BRIEF: Filter the entries for lines with the word "Intersection".

____________________

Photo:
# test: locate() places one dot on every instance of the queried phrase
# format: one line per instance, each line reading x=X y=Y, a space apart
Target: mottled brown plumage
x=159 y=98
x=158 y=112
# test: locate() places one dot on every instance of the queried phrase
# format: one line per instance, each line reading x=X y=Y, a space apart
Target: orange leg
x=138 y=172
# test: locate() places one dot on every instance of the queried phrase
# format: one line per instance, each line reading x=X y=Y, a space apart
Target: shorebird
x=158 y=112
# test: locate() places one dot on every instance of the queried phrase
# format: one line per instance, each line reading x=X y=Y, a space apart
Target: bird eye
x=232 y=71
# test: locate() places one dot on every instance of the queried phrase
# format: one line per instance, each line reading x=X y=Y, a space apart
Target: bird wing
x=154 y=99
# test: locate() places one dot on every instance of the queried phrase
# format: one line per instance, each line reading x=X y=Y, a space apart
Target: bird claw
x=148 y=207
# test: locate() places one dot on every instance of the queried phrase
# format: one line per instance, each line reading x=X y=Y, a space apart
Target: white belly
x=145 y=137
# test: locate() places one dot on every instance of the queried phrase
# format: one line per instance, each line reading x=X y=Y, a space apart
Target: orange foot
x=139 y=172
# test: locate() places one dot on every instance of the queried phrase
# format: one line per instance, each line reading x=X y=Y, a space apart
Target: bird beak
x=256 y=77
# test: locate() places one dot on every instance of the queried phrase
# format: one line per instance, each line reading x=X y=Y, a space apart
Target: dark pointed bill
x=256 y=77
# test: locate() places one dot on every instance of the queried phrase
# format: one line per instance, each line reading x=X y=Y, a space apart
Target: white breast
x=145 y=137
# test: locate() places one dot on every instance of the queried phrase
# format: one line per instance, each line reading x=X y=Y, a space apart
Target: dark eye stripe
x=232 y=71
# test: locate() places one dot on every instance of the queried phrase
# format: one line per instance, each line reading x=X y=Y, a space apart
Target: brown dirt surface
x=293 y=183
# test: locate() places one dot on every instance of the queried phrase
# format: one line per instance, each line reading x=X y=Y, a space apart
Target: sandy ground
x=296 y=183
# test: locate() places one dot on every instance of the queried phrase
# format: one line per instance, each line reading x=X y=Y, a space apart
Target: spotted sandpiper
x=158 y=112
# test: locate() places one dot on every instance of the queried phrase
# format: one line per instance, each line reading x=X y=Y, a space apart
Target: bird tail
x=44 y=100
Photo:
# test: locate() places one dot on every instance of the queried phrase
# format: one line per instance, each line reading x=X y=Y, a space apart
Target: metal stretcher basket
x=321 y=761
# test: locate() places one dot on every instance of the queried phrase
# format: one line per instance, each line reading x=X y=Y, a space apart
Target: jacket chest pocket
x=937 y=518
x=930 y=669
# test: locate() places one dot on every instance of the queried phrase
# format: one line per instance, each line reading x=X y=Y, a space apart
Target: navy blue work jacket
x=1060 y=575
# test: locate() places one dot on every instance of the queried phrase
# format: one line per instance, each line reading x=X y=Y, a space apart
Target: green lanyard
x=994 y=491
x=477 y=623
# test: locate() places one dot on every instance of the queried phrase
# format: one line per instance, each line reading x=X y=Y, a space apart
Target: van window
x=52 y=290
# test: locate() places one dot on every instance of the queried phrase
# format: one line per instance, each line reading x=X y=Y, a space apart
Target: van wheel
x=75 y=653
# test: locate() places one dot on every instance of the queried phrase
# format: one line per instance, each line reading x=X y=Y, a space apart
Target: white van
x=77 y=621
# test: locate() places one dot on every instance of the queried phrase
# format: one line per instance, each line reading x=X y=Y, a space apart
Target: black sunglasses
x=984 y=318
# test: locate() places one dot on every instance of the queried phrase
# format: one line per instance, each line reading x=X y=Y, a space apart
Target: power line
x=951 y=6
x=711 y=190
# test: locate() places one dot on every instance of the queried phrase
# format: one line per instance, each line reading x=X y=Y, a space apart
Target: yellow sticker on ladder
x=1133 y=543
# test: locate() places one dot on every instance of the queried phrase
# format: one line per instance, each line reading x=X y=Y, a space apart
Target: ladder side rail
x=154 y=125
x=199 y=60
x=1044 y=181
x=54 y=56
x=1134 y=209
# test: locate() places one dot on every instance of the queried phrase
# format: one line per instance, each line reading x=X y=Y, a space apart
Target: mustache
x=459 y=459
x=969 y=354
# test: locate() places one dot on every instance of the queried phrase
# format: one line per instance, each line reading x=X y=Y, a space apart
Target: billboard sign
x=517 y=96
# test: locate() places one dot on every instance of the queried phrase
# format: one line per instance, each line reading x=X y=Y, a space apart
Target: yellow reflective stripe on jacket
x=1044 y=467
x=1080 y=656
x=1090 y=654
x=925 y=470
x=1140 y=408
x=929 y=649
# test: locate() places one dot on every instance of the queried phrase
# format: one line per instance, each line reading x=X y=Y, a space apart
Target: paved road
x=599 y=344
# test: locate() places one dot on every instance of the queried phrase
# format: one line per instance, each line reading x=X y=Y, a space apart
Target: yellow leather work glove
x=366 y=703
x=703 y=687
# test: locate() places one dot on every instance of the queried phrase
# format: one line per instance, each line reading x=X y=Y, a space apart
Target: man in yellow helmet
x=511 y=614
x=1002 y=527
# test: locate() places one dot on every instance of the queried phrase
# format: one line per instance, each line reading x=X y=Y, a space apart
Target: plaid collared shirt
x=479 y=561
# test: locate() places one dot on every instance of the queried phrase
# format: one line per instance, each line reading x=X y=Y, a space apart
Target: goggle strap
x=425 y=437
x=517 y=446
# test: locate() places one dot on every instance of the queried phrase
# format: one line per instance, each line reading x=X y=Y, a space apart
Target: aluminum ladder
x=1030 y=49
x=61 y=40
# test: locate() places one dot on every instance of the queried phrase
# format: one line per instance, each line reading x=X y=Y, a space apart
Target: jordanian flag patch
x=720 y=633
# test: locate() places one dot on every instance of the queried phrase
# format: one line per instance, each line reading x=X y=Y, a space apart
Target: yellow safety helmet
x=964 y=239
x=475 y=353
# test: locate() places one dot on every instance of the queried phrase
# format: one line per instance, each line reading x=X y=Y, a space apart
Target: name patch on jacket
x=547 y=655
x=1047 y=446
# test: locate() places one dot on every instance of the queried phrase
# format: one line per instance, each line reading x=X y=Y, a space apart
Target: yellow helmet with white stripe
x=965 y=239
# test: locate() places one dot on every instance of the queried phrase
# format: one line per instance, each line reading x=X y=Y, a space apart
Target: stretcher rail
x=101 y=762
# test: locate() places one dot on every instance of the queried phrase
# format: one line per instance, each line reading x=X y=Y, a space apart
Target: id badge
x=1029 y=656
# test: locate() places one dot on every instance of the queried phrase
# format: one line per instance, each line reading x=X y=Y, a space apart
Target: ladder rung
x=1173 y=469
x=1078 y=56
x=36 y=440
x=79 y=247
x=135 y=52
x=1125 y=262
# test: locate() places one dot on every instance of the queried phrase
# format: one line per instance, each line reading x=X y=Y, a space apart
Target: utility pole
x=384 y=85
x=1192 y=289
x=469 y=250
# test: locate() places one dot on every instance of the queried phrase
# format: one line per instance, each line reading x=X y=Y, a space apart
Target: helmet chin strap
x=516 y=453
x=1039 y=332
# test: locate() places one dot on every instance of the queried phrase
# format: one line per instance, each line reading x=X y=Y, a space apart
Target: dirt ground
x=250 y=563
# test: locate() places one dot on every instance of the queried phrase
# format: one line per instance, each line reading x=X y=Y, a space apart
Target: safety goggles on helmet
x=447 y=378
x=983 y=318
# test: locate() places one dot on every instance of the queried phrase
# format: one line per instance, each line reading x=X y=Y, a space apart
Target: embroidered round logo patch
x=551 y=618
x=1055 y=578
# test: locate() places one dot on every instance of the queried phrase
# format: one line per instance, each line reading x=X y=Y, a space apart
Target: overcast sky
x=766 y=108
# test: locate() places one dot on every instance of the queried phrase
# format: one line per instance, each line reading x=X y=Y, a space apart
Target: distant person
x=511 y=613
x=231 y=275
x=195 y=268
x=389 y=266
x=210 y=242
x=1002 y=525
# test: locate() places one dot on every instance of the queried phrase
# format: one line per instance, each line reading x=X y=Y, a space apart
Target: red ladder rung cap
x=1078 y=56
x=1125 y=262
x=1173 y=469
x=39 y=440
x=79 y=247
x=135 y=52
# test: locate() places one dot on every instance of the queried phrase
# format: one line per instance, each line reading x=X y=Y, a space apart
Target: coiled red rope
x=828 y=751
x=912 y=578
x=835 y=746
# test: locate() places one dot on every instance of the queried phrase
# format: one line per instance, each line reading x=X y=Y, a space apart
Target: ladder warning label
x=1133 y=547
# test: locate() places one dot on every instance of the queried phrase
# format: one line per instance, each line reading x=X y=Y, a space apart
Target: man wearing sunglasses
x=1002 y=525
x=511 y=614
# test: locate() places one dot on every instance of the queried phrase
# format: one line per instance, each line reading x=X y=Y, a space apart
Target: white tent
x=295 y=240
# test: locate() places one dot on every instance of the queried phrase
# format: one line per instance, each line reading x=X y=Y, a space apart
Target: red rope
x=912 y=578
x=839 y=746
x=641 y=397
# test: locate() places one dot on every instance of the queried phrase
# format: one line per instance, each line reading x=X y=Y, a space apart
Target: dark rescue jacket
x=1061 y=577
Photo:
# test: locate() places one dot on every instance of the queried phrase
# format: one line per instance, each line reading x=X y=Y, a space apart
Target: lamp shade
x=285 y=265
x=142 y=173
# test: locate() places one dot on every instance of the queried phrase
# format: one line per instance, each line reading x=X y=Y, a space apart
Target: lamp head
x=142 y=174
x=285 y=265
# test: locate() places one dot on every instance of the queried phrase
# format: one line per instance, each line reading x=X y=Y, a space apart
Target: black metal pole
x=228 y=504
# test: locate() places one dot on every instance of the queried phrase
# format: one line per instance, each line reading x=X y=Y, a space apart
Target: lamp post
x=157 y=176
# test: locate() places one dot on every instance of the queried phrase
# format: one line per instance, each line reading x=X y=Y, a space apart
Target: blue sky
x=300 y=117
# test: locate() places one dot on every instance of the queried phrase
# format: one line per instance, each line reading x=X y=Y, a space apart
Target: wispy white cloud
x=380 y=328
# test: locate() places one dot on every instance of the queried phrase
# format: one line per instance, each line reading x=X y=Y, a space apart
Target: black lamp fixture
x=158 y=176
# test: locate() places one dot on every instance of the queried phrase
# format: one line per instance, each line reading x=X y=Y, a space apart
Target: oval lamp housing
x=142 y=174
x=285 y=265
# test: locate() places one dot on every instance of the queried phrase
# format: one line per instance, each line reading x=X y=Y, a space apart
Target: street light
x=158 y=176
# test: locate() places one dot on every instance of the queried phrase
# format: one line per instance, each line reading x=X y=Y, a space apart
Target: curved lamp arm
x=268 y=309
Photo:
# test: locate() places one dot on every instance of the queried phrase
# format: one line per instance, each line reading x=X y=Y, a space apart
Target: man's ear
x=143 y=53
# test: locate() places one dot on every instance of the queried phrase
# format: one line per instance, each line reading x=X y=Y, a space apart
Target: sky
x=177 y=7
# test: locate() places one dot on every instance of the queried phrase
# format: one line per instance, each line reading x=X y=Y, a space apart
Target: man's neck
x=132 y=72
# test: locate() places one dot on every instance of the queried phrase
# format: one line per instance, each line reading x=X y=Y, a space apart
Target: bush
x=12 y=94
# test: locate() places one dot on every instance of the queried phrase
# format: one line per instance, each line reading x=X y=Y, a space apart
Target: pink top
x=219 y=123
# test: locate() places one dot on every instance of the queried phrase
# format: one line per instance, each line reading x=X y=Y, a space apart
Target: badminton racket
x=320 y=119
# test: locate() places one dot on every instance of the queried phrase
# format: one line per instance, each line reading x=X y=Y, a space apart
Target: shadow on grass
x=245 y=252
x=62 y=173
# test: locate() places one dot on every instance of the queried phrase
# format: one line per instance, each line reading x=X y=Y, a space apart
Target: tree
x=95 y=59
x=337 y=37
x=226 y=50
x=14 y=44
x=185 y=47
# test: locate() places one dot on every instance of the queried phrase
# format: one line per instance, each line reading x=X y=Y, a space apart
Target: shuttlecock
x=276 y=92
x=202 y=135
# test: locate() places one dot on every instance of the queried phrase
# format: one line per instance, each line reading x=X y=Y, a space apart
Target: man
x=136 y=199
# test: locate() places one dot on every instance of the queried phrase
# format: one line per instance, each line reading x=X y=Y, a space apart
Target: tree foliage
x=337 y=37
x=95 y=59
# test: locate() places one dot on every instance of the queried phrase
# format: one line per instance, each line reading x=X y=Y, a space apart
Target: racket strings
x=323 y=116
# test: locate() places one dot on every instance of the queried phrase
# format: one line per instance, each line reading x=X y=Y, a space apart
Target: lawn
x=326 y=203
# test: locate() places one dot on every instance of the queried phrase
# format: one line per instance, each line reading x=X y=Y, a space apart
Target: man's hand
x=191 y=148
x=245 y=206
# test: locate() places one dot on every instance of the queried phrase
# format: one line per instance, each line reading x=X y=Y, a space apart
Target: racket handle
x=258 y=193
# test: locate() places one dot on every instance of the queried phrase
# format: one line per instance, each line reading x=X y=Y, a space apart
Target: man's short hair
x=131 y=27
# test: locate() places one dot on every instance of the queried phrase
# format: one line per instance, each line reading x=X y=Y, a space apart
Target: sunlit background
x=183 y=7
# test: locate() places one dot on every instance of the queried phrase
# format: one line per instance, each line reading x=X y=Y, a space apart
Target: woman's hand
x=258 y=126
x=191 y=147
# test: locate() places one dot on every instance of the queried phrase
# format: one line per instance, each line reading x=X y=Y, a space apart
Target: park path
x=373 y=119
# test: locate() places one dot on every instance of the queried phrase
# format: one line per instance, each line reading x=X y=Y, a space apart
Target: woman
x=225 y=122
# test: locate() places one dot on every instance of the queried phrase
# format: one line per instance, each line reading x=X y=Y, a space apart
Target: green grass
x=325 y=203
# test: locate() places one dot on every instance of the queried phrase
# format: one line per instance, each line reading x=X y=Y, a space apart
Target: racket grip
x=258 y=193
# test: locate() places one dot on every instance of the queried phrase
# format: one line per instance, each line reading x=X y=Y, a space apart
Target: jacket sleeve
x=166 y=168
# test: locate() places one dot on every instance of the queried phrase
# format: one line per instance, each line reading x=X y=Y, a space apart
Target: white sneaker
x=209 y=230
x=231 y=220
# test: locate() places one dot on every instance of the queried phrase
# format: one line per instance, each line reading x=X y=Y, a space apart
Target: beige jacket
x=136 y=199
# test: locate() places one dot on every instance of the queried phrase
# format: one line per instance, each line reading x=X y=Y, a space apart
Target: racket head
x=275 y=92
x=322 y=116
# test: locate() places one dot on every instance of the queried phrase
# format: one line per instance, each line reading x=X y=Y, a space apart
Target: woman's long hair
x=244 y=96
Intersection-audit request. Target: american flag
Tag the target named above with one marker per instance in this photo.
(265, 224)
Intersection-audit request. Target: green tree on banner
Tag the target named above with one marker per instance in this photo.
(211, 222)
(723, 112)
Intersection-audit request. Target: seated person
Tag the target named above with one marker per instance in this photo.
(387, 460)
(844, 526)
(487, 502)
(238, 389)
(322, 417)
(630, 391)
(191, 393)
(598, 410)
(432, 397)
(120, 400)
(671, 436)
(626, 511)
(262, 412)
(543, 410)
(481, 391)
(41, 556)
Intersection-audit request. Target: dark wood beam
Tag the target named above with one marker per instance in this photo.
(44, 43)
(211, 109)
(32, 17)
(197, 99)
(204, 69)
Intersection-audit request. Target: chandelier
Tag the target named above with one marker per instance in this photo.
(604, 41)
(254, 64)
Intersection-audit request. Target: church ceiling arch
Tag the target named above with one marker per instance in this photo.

____________________

WRITTEN SOLUTION:
Intersection-audit request. Target: american flag
Intersection-audit request. Target: green tree on banner
Intersection-audit request. Target: seated person
Intersection-audit request. Target: dark wood beam
Intersection-audit request. Target: chandelier
Intersection-audit request. Target: church ceiling arch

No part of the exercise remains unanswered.